──────── Exercise input ────────
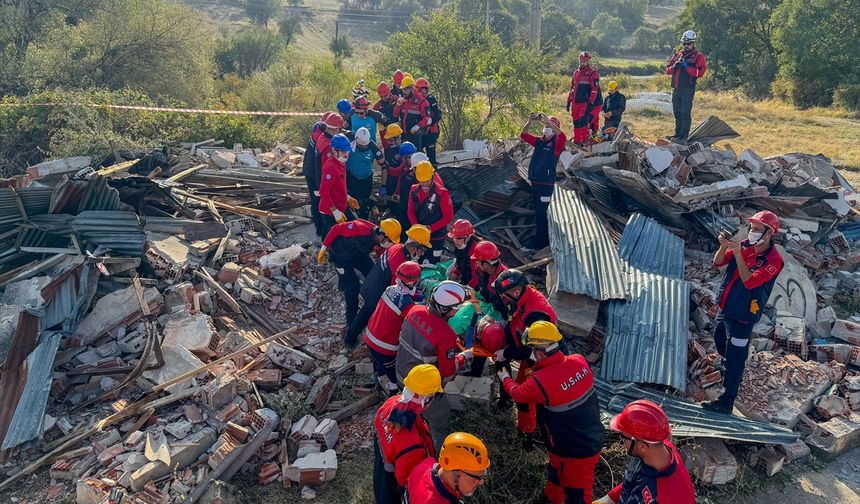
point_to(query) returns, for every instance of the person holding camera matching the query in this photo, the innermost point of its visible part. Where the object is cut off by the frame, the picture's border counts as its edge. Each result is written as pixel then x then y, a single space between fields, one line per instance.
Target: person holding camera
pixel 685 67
────────
──────── Exercise input ────────
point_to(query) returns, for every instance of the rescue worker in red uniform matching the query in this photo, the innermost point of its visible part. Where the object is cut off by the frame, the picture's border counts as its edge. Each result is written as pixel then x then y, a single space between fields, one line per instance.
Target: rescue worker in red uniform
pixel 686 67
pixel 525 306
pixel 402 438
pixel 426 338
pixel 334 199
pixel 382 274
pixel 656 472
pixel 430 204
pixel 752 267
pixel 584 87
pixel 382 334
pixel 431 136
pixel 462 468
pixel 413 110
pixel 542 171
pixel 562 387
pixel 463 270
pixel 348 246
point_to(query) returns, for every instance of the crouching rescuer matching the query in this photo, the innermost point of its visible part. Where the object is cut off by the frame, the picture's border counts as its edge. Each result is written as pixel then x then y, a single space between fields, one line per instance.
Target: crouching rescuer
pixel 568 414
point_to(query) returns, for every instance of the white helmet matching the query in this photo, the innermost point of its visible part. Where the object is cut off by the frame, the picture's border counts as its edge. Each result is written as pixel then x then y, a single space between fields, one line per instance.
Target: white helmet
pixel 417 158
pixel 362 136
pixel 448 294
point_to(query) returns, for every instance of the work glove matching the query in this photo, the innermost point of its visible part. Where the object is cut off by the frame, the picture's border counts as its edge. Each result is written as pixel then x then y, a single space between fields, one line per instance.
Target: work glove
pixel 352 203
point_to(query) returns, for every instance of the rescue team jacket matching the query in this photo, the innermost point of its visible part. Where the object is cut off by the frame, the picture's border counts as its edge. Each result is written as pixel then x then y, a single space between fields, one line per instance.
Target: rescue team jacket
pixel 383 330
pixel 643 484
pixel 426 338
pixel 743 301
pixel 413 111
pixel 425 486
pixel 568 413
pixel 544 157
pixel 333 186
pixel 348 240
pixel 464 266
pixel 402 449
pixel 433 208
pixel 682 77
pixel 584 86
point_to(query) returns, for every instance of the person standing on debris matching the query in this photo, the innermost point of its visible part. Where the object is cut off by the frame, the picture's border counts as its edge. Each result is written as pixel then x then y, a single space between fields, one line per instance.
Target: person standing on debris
────────
──────── Exercise input ────────
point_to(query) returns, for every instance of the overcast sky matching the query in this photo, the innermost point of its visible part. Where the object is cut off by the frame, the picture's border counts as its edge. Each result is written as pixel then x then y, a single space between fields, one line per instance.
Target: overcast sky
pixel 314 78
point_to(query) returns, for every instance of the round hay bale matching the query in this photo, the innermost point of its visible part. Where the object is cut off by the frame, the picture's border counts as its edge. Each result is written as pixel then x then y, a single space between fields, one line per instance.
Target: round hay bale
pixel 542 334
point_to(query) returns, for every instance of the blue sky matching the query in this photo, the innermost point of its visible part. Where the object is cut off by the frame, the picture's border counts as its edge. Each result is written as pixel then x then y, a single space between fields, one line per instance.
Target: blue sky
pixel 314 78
────────
Work to complete:
Convert the material into a Markdown table with the columns Row and Entry. Start with the line that contains "point_to(query) returns, for every instance of the rescue worker" and go on through the line that contains "pixel 348 246", numbering each line in Row and skipping any blank lines.

Solved exercise:
| Row | Entry |
|---|---|
| 1 | point_to(query) returns, for every instance of the rescue worker in red uniform matching the query in this photo, the innermost point of its visible part. Where the object is cut off by the frame, the picture's border counts as its edge. Each result is written as pixel then x then y, a single space between fields, one line per instance. |
| 2 | Target: rescue worker in red uniform |
| 3 | pixel 686 67 |
| 4 | pixel 525 306 |
| 5 | pixel 402 438 |
| 6 | pixel 426 338 |
| 7 | pixel 334 199 |
| 8 | pixel 382 274 |
| 9 | pixel 656 472 |
| 10 | pixel 430 204 |
| 11 | pixel 752 267 |
| 12 | pixel 584 87 |
| 13 | pixel 382 334 |
| 14 | pixel 431 136 |
| 15 | pixel 462 468 |
| 16 | pixel 413 110 |
| 17 | pixel 542 171 |
| 18 | pixel 562 387 |
| 19 | pixel 463 270 |
| 20 | pixel 348 246 |